- WHAT YOU WILL DO: For the records below, reproduce exactly the line that contains "In this exercise you will place a marker on the sidewalk" and all subsequent lines, with nothing left out and nothing added.

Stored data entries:
== Segment start ==
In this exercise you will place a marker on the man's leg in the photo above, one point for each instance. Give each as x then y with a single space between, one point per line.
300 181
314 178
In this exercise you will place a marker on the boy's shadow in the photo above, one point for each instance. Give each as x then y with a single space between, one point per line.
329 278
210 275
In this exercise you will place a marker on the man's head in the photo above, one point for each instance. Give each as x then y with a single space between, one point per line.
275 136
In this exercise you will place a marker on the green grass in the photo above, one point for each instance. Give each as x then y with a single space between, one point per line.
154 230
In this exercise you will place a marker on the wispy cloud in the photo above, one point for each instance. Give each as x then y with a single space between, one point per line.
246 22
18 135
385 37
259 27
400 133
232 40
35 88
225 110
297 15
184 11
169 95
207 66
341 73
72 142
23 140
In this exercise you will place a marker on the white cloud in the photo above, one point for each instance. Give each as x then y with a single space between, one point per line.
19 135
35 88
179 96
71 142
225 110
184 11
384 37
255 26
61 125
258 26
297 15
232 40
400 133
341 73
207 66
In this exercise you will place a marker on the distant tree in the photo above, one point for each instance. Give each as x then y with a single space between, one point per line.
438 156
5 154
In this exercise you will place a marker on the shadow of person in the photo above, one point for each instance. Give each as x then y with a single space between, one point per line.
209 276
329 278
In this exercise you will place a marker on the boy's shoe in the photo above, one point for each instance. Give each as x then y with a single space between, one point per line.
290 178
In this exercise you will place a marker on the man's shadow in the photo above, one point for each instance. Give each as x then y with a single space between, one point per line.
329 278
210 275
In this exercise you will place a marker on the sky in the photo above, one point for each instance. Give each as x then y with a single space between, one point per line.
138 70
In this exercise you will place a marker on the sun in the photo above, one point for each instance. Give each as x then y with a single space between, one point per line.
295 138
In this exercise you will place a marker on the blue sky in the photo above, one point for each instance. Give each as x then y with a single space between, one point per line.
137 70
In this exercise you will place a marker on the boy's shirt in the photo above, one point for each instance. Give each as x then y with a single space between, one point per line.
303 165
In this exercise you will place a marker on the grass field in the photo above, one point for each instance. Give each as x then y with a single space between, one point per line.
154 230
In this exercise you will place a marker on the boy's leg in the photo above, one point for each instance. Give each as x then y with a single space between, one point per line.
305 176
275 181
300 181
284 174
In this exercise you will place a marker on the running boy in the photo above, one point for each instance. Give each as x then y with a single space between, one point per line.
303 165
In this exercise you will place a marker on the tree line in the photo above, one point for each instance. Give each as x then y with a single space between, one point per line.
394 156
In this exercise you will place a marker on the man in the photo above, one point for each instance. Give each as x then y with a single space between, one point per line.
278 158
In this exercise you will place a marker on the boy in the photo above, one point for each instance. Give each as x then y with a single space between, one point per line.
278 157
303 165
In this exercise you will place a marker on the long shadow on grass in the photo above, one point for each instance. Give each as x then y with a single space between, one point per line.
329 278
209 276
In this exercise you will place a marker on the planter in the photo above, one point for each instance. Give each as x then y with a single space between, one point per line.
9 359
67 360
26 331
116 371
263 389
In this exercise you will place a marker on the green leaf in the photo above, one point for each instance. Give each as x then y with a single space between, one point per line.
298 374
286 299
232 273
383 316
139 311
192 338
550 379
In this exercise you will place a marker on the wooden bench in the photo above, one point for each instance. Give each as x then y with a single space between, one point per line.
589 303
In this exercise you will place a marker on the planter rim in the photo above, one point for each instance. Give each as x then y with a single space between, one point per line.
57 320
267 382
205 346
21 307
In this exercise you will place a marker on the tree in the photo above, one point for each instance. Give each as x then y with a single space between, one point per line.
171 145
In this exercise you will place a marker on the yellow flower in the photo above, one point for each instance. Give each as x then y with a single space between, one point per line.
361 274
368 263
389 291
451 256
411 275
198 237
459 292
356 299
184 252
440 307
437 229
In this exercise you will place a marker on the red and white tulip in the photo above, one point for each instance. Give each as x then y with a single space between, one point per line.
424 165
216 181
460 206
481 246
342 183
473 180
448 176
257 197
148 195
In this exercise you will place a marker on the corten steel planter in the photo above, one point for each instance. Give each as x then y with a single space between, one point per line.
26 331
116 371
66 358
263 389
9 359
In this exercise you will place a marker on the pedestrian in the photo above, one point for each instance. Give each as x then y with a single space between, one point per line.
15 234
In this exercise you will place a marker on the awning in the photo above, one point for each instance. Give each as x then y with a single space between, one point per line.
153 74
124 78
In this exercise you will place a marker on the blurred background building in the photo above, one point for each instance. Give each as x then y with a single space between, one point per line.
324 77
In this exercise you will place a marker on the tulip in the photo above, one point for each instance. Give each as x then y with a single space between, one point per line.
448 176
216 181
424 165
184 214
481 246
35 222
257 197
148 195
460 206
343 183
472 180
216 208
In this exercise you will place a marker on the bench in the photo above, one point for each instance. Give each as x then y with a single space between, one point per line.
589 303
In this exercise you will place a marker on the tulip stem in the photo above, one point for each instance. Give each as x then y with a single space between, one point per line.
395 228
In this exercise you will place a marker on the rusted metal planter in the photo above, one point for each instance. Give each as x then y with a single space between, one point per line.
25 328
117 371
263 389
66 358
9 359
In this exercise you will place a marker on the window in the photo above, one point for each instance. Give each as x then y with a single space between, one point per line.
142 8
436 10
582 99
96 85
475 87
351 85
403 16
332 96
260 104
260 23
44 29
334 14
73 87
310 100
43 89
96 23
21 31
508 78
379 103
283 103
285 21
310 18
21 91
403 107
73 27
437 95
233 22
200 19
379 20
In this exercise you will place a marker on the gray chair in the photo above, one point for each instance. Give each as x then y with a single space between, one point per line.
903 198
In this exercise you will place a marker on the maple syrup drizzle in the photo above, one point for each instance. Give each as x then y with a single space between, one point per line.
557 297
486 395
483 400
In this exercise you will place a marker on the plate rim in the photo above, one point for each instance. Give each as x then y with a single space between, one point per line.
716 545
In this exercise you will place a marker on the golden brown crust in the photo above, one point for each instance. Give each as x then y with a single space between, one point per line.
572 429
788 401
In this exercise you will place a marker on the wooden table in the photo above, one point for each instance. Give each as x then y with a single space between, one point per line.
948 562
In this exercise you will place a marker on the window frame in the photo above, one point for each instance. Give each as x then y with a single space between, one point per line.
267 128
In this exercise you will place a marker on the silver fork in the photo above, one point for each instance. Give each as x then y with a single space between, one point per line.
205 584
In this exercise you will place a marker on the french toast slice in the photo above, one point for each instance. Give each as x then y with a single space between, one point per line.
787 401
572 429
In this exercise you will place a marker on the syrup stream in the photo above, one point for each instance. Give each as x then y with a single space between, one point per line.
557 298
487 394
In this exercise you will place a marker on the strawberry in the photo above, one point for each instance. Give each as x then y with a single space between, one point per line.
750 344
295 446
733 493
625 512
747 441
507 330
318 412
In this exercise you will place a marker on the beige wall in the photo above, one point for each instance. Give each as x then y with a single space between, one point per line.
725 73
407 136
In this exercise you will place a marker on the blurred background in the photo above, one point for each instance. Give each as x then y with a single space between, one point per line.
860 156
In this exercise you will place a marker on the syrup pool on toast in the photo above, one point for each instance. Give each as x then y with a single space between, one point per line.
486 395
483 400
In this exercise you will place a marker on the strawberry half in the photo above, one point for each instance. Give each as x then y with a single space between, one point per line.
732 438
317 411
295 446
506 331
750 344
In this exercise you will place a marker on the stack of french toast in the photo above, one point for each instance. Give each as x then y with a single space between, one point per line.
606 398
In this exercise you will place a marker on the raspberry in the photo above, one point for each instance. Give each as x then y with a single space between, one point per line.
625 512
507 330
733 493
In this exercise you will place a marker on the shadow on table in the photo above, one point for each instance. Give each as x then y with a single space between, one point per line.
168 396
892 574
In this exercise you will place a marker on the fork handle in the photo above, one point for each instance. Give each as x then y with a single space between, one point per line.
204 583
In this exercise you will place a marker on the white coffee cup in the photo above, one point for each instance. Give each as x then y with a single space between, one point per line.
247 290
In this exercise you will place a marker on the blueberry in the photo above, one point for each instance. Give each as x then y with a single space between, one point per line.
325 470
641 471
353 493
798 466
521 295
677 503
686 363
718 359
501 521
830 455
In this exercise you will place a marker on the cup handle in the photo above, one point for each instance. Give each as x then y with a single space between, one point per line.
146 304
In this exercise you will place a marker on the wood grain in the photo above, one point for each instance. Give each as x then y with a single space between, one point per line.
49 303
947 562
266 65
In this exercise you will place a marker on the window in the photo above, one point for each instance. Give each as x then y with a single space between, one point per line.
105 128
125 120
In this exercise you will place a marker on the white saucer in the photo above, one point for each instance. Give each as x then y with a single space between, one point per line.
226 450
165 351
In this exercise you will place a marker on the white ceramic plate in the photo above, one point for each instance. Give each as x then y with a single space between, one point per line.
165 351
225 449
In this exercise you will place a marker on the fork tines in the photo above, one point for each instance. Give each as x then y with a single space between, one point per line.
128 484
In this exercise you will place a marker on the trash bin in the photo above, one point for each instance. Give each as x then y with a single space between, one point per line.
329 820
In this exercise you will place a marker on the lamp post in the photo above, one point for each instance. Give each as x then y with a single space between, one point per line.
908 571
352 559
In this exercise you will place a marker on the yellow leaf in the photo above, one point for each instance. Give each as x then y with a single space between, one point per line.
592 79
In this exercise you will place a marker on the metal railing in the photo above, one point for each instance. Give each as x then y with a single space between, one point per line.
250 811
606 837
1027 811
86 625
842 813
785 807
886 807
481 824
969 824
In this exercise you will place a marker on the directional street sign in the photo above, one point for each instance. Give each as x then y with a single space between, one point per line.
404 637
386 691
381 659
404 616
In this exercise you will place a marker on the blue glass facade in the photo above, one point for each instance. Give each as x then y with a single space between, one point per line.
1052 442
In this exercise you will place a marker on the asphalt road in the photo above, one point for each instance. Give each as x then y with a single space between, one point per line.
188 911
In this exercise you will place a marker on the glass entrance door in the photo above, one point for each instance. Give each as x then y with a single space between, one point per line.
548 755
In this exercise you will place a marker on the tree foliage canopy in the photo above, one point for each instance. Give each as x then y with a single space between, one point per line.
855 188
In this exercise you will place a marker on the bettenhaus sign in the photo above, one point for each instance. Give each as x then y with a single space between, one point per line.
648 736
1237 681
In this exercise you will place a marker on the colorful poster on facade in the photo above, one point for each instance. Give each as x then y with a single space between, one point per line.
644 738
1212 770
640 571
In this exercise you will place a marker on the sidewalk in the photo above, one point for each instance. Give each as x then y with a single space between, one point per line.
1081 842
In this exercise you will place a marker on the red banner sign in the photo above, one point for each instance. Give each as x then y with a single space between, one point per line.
== Segment end ==
- EXERCISE RESPONSE:
In this exercise you will place a marker on the sidewalk in the photo above, one point for each instance. Give each as x then y with a single space between, one point per line.
1081 842
In this exercise you will place a marker on the red banner sign in the photo above, one point for each instance. Give each as x then y with a single space between, one point per line.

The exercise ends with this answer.